Task to carry out –
Word for word, copy out the data below, omitting pictures.

Saved entries:
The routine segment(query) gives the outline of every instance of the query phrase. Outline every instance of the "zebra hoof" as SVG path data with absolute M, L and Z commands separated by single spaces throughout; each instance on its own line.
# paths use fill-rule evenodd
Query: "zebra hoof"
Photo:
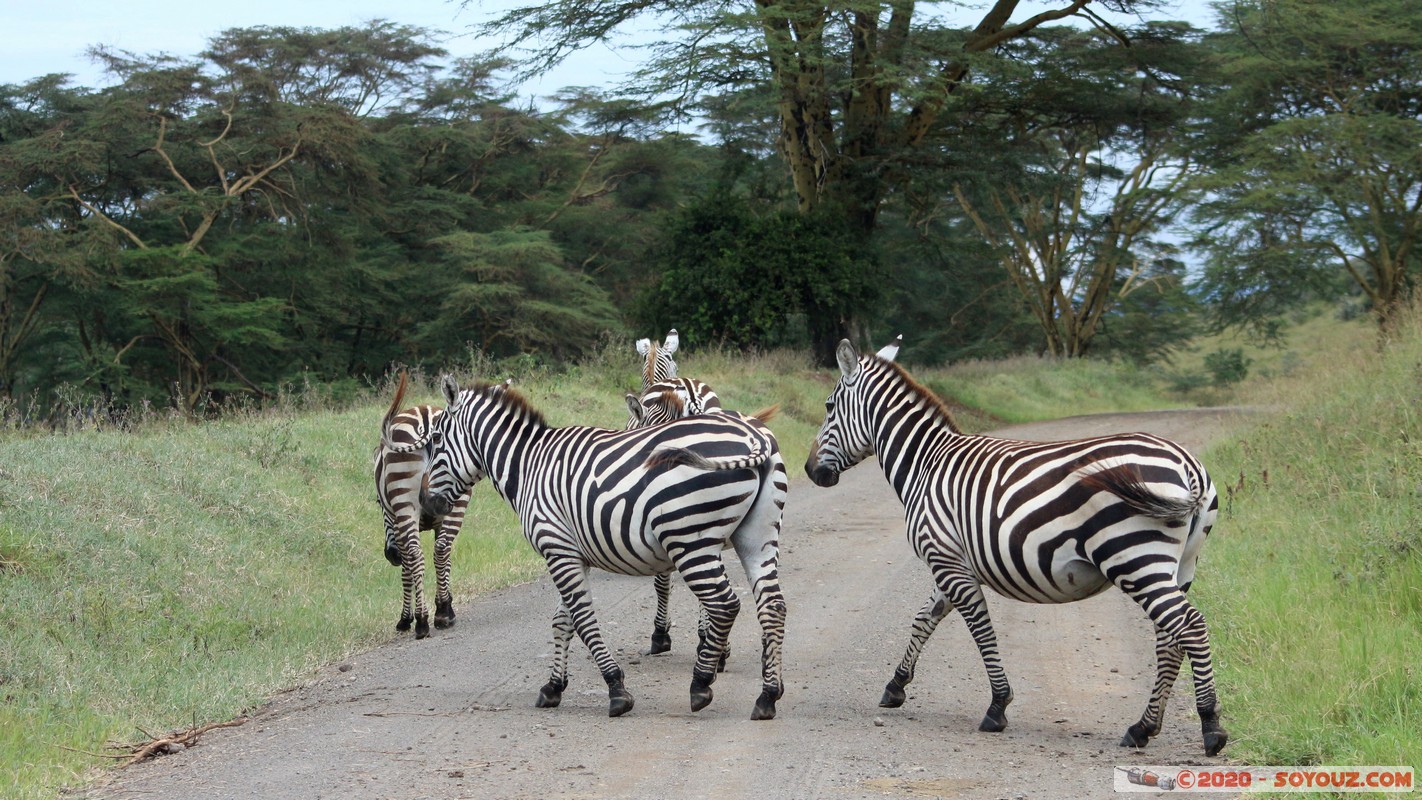
M 978 730 L 984 733 L 1001 733 L 1006 727 L 1007 712 L 997 708 L 989 708 L 988 712 L 983 715 L 983 721 L 982 724 L 978 725 Z
M 756 698 L 755 708 L 751 710 L 751 719 L 775 719 L 775 701 L 781 694 L 782 692 L 771 692 L 769 689 L 761 691 L 760 697 Z
M 1228 743 L 1229 734 L 1225 733 L 1224 728 L 1215 728 L 1214 730 L 1205 731 L 1205 755 L 1219 755 L 1220 751 L 1223 750 Z
M 389 561 L 390 566 L 392 567 L 400 566 L 400 564 L 402 563 L 400 561 L 400 548 L 395 547 L 394 545 L 385 548 L 385 560 Z
M 410 626 L 413 624 L 415 624 L 414 617 L 406 617 L 402 615 L 400 617 L 400 621 L 395 623 L 395 630 L 404 633 L 405 631 L 408 631 L 410 629 Z
M 652 632 L 652 646 L 647 650 L 647 655 L 655 656 L 661 653 L 671 652 L 671 634 L 666 631 Z
M 632 693 L 623 689 L 620 693 L 608 698 L 607 715 L 609 717 L 620 717 L 632 710 Z
M 1159 733 L 1160 731 L 1155 731 Z M 1126 729 L 1126 735 L 1121 737 L 1122 747 L 1145 747 L 1150 743 L 1150 737 L 1154 736 L 1145 725 L 1137 722 Z
M 884 696 L 879 698 L 879 707 L 898 708 L 904 704 L 905 699 L 904 687 L 890 681 L 889 685 L 884 687 Z
M 428 639 L 429 636 L 430 636 L 430 618 L 429 618 L 429 617 L 416 617 L 416 618 L 415 618 L 415 638 L 416 638 L 416 639 Z
M 716 680 L 715 675 L 702 677 L 696 673 L 691 675 L 691 710 L 700 711 L 711 705 L 711 682 Z
M 454 601 L 435 601 L 434 625 L 441 629 L 454 627 Z
M 563 687 L 553 681 L 543 684 L 543 688 L 538 690 L 538 700 L 534 705 L 538 708 L 557 708 L 563 702 Z

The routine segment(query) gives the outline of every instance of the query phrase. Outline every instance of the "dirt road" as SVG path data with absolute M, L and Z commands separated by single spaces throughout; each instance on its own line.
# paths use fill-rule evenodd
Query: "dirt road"
M 1226 411 L 1161 412 L 997 433 L 1047 440 L 1148 430 L 1198 451 L 1235 419 Z M 929 643 L 908 702 L 879 708 L 909 623 L 929 595 L 928 572 L 908 548 L 902 507 L 875 462 L 845 473 L 833 489 L 800 478 L 782 536 L 787 689 L 774 720 L 750 720 L 760 646 L 749 597 L 715 701 L 693 714 L 690 593 L 673 589 L 672 652 L 639 656 L 651 632 L 651 581 L 604 574 L 594 576 L 598 614 L 636 708 L 607 717 L 606 687 L 576 642 L 562 706 L 534 708 L 556 606 L 543 579 L 460 608 L 459 625 L 430 639 L 332 665 L 245 725 L 212 731 L 199 746 L 131 767 L 87 795 L 1075 800 L 1116 796 L 1117 764 L 1221 761 L 1203 756 L 1188 677 L 1158 739 L 1139 752 L 1117 746 L 1145 707 L 1154 655 L 1149 623 L 1114 590 L 1068 606 L 989 596 L 1016 694 L 1004 733 L 977 730 L 987 679 L 957 615 Z M 1209 562 L 1206 547 L 1201 583 L 1210 579 Z M 745 595 L 744 576 L 735 579 Z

Worked solution –
The routine segment(query) gives the outline of every instance of the query phrase. Outline every instance of the "zebra hoof" as SVG path data with absolute M, L and Z commands separated by single spaces throughout; each instance on its own line.
# paths use fill-rule evenodd
Query: "zebra hoof"
Photo:
M 978 730 L 984 733 L 1001 733 L 1006 727 L 1007 712 L 997 708 L 989 708 L 988 712 L 983 715 L 983 721 L 982 724 L 978 725 Z
M 756 698 L 755 708 L 751 710 L 751 719 L 775 719 L 775 701 L 781 694 L 782 692 L 771 692 L 769 689 L 761 691 L 760 697 Z
M 1228 743 L 1229 734 L 1225 733 L 1224 728 L 1215 728 L 1214 730 L 1205 731 L 1205 755 L 1219 755 L 1220 751 L 1223 750 Z
M 389 561 L 390 566 L 392 567 L 400 566 L 400 564 L 402 563 L 400 561 L 400 548 L 395 547 L 394 545 L 385 548 L 385 560 Z
M 410 626 L 413 624 L 415 624 L 414 617 L 406 617 L 402 615 L 400 617 L 400 621 L 395 623 L 395 630 L 404 633 L 405 631 L 408 631 L 410 629 Z
M 652 632 L 652 646 L 647 650 L 647 655 L 655 656 L 661 653 L 671 652 L 671 634 L 666 631 Z
M 632 693 L 623 689 L 620 693 L 608 698 L 607 715 L 609 717 L 620 717 L 632 710 Z
M 1159 733 L 1160 731 L 1155 731 Z M 1126 729 L 1126 735 L 1121 737 L 1122 747 L 1145 747 L 1150 743 L 1150 737 L 1154 736 L 1145 725 L 1137 722 Z
M 884 696 L 879 698 L 879 707 L 898 708 L 904 704 L 905 699 L 904 687 L 890 681 L 889 685 L 884 687 Z
M 428 639 L 429 636 L 430 636 L 430 618 L 429 618 L 429 617 L 416 617 L 416 618 L 415 618 L 415 638 L 416 638 L 416 639 Z
M 716 680 L 715 675 L 702 677 L 696 673 L 691 675 L 691 710 L 700 711 L 711 705 L 711 682 Z
M 454 601 L 435 601 L 434 625 L 441 629 L 454 627 Z
M 563 687 L 553 681 L 543 684 L 543 688 L 538 690 L 538 700 L 534 705 L 538 708 L 557 708 L 563 702 Z

The routine segment(query) gives the outline of every instance of the query phrase. Outline every instance of the "dirt road" as SVG path data with absolute M, L and Z commands separated by single spaces throughout; each instance on its own line.
# paths use fill-rule evenodd
Query: "dirt road"
M 1226 411 L 1161 412 L 997 433 L 1047 440 L 1148 430 L 1198 451 L 1235 419 Z M 929 643 L 908 702 L 879 708 L 909 623 L 929 595 L 928 572 L 908 548 L 902 507 L 875 462 L 845 473 L 833 489 L 800 478 L 782 536 L 787 689 L 774 720 L 750 720 L 760 646 L 749 597 L 715 701 L 693 714 L 690 593 L 673 589 L 672 652 L 639 656 L 651 632 L 651 581 L 604 574 L 594 576 L 598 614 L 636 708 L 607 717 L 606 687 L 576 642 L 562 706 L 534 708 L 556 606 L 543 579 L 460 608 L 459 625 L 430 639 L 332 665 L 245 725 L 212 731 L 199 746 L 131 767 L 87 795 L 1075 800 L 1116 796 L 1117 764 L 1221 761 L 1203 756 L 1188 677 L 1158 739 L 1139 752 L 1117 746 L 1145 707 L 1154 655 L 1149 623 L 1114 590 L 1068 606 L 989 596 L 1016 694 L 1004 733 L 977 730 L 987 679 L 957 615 Z M 1209 562 L 1206 547 L 1201 583 L 1210 579 Z M 745 595 L 744 576 L 735 579 Z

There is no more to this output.